TRECHO APRESENTADO ::
>>>
Uma boa rotina é, simplesmente, aquela que funciona para você. É uma rotina que respeita seus limites, que se adapta facilmente aos imprevistos e traz uma sensação de ordem e autocuidado, e não de inflexibilidade e culpa.
Ela pode (e deve!) incluir:
- Momentos de descanso conscientes;
- Flexibilidade para ajustar horários;
- Tempo de qualidade para o que é importante pra você;
- Agir com gentileza consigo mesmo quando algo sai do planejado.
A rotina do brasileiro comum é diferente do que se vê nas redes sociais
Enquanto a internet mostra rotinas impecáveis, com treinos matinais, alimentação 100% saudável, meditação ao nascer do sol e alta produtividade, a realidade da maioria dos brasileiros está muito longe disso.
<<<
ITENS FORNECIDOS ::
>>>
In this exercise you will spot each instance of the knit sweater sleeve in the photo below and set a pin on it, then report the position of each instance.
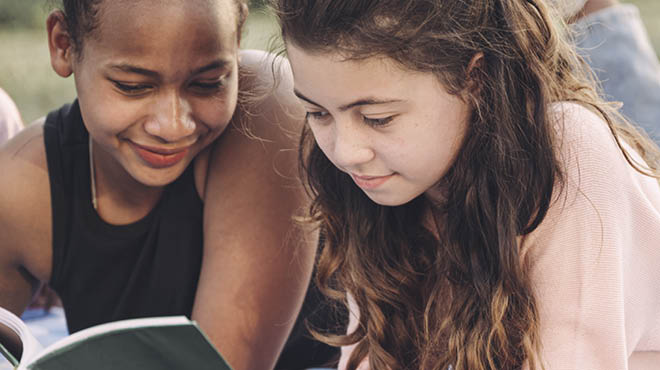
(594, 259)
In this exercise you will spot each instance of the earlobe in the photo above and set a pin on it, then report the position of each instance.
(474, 70)
(60, 44)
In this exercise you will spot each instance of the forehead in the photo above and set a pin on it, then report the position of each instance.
(140, 26)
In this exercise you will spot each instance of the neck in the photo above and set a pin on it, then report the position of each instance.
(120, 198)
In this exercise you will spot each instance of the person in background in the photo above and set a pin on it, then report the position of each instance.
(167, 187)
(613, 40)
(482, 207)
(10, 119)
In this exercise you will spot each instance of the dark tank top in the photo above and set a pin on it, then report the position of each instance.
(106, 272)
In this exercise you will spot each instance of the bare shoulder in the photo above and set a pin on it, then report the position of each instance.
(259, 147)
(25, 219)
(268, 98)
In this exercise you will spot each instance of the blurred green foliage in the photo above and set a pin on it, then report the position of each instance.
(22, 13)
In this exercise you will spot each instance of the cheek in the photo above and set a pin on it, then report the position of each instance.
(324, 140)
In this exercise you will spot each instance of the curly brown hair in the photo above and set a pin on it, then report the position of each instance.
(453, 292)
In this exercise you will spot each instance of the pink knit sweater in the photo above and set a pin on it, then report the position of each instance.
(595, 259)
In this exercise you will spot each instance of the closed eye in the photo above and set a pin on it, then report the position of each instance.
(131, 89)
(208, 86)
(377, 122)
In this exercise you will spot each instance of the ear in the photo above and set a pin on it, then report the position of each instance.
(474, 71)
(60, 44)
(243, 12)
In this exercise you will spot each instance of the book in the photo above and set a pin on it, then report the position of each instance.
(169, 342)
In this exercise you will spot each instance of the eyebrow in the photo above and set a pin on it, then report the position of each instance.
(343, 108)
(128, 68)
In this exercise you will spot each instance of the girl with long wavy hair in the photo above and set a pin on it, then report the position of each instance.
(481, 207)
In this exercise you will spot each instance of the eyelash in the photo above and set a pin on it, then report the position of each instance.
(131, 89)
(378, 122)
(141, 88)
(373, 122)
(209, 86)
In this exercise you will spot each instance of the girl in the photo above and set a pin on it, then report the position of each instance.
(145, 197)
(482, 209)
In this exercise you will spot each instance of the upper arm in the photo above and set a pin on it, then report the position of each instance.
(592, 258)
(24, 218)
(257, 262)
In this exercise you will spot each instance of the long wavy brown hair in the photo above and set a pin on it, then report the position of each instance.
(452, 292)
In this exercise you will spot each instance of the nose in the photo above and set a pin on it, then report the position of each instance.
(171, 120)
(352, 146)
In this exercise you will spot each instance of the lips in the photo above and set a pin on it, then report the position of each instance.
(370, 182)
(160, 157)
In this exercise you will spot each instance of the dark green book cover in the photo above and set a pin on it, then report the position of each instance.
(139, 344)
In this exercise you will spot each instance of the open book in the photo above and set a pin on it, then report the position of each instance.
(172, 342)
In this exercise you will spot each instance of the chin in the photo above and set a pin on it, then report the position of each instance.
(159, 177)
(389, 200)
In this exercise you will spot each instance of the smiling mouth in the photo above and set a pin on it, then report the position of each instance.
(370, 182)
(160, 157)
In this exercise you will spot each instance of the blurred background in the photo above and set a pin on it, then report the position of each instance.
(26, 75)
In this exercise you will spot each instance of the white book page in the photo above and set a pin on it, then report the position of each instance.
(110, 327)
(31, 347)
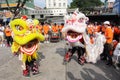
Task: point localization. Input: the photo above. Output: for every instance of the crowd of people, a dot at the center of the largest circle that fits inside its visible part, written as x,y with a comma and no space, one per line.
110,31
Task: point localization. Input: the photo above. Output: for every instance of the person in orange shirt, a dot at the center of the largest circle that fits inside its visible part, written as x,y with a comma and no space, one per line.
108,45
102,28
8,36
46,29
116,31
96,27
60,30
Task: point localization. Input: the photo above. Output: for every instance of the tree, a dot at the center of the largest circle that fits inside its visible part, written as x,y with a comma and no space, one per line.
16,10
85,3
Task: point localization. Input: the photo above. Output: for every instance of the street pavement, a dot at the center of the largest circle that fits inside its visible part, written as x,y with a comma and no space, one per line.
52,67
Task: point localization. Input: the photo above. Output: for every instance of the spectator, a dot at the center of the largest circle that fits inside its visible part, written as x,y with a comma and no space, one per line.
8,35
108,45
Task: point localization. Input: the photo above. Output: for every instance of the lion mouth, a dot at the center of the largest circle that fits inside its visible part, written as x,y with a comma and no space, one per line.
30,47
73,36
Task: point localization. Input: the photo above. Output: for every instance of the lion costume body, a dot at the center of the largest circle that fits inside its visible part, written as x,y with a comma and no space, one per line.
76,34
25,44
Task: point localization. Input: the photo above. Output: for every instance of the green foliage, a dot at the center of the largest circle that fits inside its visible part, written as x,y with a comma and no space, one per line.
85,3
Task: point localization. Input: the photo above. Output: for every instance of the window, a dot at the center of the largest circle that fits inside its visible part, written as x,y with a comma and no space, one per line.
54,4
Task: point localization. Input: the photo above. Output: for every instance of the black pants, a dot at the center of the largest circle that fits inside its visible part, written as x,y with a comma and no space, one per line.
80,51
106,52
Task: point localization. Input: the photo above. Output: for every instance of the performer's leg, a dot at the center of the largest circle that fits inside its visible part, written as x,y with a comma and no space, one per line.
26,71
80,52
35,69
108,54
103,56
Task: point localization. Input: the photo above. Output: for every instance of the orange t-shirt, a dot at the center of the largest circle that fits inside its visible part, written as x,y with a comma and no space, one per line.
109,35
103,28
39,27
97,29
116,30
60,27
46,29
8,32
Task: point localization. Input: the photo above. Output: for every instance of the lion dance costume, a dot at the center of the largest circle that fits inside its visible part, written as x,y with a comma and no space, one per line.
26,41
75,26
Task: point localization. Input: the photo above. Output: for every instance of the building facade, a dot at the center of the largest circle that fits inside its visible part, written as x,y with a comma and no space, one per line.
53,4
54,11
5,12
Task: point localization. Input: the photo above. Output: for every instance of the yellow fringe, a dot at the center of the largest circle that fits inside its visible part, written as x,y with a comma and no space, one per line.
15,47
29,57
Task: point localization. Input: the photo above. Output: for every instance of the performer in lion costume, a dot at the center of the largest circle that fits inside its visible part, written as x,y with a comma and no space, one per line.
26,41
75,33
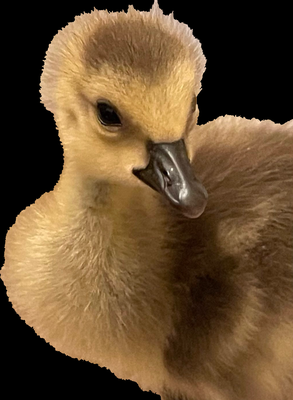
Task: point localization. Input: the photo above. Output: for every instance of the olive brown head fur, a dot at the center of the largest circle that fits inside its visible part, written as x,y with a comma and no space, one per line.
127,263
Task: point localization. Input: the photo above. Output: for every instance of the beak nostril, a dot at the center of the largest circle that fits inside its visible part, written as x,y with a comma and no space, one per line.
167,178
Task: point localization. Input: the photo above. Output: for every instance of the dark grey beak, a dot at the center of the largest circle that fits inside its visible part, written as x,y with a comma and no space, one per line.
170,173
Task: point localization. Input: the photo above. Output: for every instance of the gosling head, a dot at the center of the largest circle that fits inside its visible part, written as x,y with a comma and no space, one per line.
123,88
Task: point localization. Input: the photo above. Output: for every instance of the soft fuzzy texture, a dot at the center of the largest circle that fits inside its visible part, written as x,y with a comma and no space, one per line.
105,271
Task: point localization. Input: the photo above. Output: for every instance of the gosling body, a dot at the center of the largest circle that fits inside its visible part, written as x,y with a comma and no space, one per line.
105,270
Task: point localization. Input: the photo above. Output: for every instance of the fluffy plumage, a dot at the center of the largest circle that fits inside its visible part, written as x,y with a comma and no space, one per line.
105,271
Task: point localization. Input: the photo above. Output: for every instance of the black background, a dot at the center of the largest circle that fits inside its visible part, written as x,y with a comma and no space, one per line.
249,74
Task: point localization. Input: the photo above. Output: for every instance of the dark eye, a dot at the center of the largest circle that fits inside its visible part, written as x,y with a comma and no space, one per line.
107,114
193,104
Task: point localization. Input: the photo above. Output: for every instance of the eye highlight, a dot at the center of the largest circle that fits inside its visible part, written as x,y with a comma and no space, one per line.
107,114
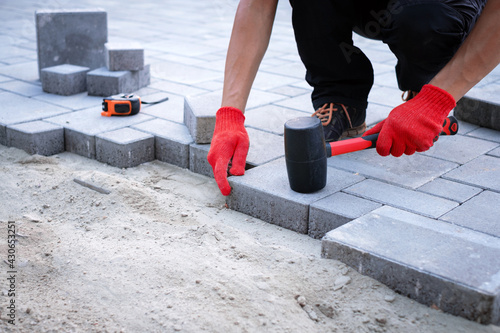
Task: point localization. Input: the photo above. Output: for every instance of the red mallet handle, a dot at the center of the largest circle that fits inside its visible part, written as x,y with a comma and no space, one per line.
450,127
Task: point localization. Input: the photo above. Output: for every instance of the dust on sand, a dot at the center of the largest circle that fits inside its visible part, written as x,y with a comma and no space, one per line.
162,253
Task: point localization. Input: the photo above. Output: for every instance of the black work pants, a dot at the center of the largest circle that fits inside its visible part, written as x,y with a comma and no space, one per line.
422,34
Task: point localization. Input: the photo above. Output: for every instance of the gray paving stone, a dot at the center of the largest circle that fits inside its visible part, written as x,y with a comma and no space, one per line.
407,171
450,190
198,159
18,109
172,109
264,147
26,71
199,116
176,88
124,57
81,127
479,213
433,262
300,103
22,88
172,141
103,82
74,102
74,37
495,152
459,148
179,73
483,172
264,192
271,118
64,79
336,210
410,200
265,81
36,137
480,110
485,134
125,147
376,113
385,96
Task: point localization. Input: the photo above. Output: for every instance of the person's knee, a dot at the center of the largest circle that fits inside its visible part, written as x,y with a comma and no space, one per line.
424,27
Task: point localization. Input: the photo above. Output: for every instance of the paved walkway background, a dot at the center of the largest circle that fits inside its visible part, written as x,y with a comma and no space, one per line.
426,225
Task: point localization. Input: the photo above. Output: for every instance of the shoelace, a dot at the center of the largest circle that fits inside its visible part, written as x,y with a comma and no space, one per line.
409,95
325,113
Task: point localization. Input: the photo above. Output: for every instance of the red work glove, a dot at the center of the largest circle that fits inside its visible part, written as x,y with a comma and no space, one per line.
230,140
414,125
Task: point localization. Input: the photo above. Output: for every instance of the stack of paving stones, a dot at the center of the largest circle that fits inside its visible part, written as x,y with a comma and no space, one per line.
124,71
426,225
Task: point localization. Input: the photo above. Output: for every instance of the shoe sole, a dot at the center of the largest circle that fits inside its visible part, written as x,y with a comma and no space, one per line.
352,132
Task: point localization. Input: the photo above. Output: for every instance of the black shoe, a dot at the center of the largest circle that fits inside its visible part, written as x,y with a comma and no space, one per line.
336,120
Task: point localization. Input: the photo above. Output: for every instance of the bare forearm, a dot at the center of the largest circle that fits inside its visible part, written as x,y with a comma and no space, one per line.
249,40
479,55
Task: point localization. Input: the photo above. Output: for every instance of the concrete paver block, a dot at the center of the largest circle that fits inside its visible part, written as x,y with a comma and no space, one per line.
82,126
172,141
410,200
64,79
74,37
433,262
478,111
172,110
460,148
18,109
450,190
264,147
264,192
483,172
198,160
479,213
125,147
407,171
336,210
495,152
37,137
199,116
103,82
485,134
124,57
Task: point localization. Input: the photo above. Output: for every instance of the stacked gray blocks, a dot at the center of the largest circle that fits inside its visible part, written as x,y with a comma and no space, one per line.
74,37
64,79
125,72
479,112
103,82
199,116
37,137
125,148
121,57
433,262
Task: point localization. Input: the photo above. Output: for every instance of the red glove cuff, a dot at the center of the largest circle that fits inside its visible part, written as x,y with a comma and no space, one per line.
441,101
228,118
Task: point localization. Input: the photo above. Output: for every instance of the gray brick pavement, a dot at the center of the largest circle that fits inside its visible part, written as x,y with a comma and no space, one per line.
456,182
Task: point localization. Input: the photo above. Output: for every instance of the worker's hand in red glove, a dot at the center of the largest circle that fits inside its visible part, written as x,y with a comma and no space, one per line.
414,125
230,141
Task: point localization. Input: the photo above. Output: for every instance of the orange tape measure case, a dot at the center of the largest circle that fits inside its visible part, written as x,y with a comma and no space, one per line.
121,105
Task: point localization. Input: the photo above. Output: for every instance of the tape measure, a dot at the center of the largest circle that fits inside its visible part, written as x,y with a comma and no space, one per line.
124,105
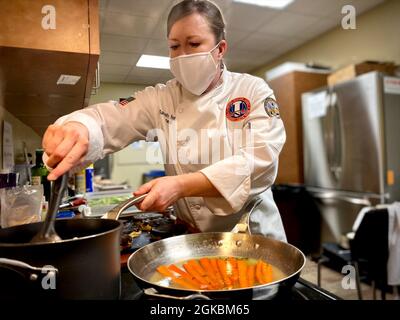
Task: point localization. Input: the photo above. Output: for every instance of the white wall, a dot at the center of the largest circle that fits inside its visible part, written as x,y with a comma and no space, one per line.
130,163
376,38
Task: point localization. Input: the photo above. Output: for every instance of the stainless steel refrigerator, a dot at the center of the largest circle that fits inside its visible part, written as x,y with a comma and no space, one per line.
351,140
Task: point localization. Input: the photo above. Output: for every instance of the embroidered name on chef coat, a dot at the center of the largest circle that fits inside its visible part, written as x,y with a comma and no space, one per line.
123,102
271,108
167,116
237,109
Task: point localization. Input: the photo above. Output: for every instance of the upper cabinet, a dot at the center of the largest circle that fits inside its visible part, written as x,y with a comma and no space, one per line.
40,41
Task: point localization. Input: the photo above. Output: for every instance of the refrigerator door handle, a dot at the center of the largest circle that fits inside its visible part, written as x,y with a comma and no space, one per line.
332,195
336,168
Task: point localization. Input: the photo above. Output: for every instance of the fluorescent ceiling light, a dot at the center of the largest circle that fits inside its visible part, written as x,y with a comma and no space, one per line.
157,62
275,4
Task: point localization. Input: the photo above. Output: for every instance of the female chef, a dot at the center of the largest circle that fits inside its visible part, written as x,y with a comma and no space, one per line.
200,119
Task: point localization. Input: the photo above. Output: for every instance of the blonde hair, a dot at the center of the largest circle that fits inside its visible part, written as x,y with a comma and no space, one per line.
205,8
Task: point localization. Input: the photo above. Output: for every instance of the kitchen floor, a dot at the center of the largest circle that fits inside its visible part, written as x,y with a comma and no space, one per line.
331,281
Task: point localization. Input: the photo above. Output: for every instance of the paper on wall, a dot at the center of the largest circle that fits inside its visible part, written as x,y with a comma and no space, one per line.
8,147
317,104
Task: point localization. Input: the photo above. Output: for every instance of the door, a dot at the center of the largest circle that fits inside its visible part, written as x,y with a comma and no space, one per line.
338,211
343,138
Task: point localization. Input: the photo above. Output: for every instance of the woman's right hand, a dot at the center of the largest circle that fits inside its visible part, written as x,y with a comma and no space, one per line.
66,146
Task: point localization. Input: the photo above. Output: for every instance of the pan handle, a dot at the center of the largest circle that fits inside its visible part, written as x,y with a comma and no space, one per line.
243,225
154,293
25,270
115,212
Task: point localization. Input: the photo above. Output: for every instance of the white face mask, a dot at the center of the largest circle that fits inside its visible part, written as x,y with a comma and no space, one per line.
195,72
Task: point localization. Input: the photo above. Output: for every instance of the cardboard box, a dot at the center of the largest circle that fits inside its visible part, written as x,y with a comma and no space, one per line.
355,70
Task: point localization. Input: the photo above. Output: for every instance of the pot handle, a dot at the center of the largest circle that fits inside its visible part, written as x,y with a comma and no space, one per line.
243,225
25,270
115,212
154,293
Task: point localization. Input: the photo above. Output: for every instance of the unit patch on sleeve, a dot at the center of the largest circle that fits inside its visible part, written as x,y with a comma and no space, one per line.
237,109
271,108
124,101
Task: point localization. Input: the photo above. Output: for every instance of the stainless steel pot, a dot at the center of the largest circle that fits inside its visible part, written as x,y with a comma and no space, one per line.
84,266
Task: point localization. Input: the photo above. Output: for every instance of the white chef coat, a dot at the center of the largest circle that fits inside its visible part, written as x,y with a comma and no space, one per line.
170,108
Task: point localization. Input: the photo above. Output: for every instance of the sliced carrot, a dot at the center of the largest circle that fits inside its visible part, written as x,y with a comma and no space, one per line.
197,276
183,283
214,265
164,271
242,272
178,280
251,270
185,275
259,275
234,269
267,272
222,269
197,267
206,265
203,273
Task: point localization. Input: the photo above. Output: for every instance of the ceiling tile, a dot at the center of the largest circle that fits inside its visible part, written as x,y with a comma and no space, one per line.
360,5
246,17
104,77
146,8
288,24
123,24
257,41
318,28
144,72
246,55
117,69
160,30
234,36
288,44
110,57
151,81
122,43
157,47
312,7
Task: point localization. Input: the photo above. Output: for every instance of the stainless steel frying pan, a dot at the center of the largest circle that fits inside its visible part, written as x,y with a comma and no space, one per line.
287,258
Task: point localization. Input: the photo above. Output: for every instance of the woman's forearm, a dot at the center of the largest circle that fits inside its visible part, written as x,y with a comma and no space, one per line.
197,185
<<<
EXPLORAR O MATERIAL ::
a – Indique se cada afirmação abaixo está de acordo com o trecho, justificando com as palavras exatas dele: (i) uma boa rotina traz uma sensação de inflexibilidade e culpa; (ii) a flexibilidade para ajustar horários está entre o que uma boa rotina pode incluir; (iii) a realidade da maioria dos brasileiros está próxima das rotinas mostradas na internet.
b – Reescreva a parte do trecho que vai de "A rotina do" até "muito longe disso.", substituindo "internet" por "televisão".
c – Segundo o trecho, o que uma boa rotina respeita?

RESPOSTAS ESCRITAS ::
a –
(i) Não: "traz uma sensação de ordem e autocuidado, e não de inflexibilidade e culpa".
(ii) Sim: "Flexibilidade para ajustar horários".
(iii) Não: "a realidade da maioria dos brasileiros está muito longe disso".

b –
A rotina do brasileiro comum é diferente do que se vê nas redes sociais
Enquanto a televisão mostra rotinas impecáveis, com treinos matinais, alimentação 100% saudável, meditação ao nascer do sol e alta produtividade, a realidade da maioria dos brasileiros está muito longe disso.

c – Ela respeita os limites de quem a segue.